SEBI vide its Circular No. CIR/CFD/CMD1/27/2019 dated 8th February, 2019 read with Regulation 24(A) of the Listing Regulations, directed listed entities to conduct Annual Secretarial compliance audit from a Practicing Company Secretary of all applicable SEBI Regulations and circulars/guidelines issued thereunder. The said Secretarial Compliance report is in addition to the Secretarial Audit Report by Practicing Company Secretaries is required to be submitted to Stock Exchanges within 60 days of the end of the financial year. The Company has engaged the services of M/s. Jalan Alkesh & Associates (CP No. 4580), Practicing Company Secretary and Secretarial Auditor of the Company for providing this certification. The copy of the Annual Secretarial Compliance report is submitted to stock exchange on May 30, 2024 and is available on the website of the Company namely www.radhedevelopers.com.

▶ **Provided data**
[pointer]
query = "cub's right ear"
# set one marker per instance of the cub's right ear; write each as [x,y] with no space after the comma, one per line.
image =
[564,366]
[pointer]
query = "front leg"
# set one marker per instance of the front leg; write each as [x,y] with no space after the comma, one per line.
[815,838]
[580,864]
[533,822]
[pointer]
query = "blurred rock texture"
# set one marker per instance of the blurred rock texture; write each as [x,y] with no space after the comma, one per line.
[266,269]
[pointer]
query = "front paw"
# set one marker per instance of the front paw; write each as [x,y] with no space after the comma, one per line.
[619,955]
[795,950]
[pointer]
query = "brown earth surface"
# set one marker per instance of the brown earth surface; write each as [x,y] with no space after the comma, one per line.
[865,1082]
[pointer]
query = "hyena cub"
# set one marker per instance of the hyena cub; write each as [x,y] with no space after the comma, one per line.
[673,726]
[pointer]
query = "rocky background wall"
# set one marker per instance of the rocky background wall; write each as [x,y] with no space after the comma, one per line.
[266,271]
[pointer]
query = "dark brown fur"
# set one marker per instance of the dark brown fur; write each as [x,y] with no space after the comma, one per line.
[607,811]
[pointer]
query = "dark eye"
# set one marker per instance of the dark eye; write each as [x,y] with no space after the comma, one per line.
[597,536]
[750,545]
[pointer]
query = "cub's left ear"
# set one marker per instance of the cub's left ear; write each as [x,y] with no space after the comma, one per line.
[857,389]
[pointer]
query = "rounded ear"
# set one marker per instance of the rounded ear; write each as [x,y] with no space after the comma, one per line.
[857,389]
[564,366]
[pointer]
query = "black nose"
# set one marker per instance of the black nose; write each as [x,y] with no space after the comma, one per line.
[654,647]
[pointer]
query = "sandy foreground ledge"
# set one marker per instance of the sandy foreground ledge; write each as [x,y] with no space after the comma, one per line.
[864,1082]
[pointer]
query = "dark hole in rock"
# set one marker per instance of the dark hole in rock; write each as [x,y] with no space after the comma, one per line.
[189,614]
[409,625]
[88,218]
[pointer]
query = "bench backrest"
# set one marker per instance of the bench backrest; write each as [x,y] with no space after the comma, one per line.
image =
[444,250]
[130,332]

▶ **Directions**
Reproduce word for word the part of the secretarial compliance passage that runs from "SEBI vide its" down to "Company namely www.radhedevelopers.com.".

▶ **Output of the task**
SEBI vide its Circular No. CIR/CFD/CMD1/27/2019 dated 8th February, 2019 read with Regulation 24(A) of the Listing Regulations, directed listed entities to conduct Annual Secretarial compliance audit from a Practicing Company Secretary of all applicable SEBI Regulations and circulars/guidelines issued thereunder. The said Secretarial Compliance report is in addition to the Secretarial Audit Report by Practicing Company Secretaries is required to be submitted to Stock Exchanges within 60 days of the end of the financial year. The Company has engaged the services of M/s. Jalan Alkesh & Associates (CP No. 4580), Practicing Company Secretary and Secretarial Auditor of the Company for providing this certification. The copy of the Annual Secretarial Compliance report is submitted to stock exchange on May 30, 2024 and is available on the website of the Company namely www.radhedevelopers.com.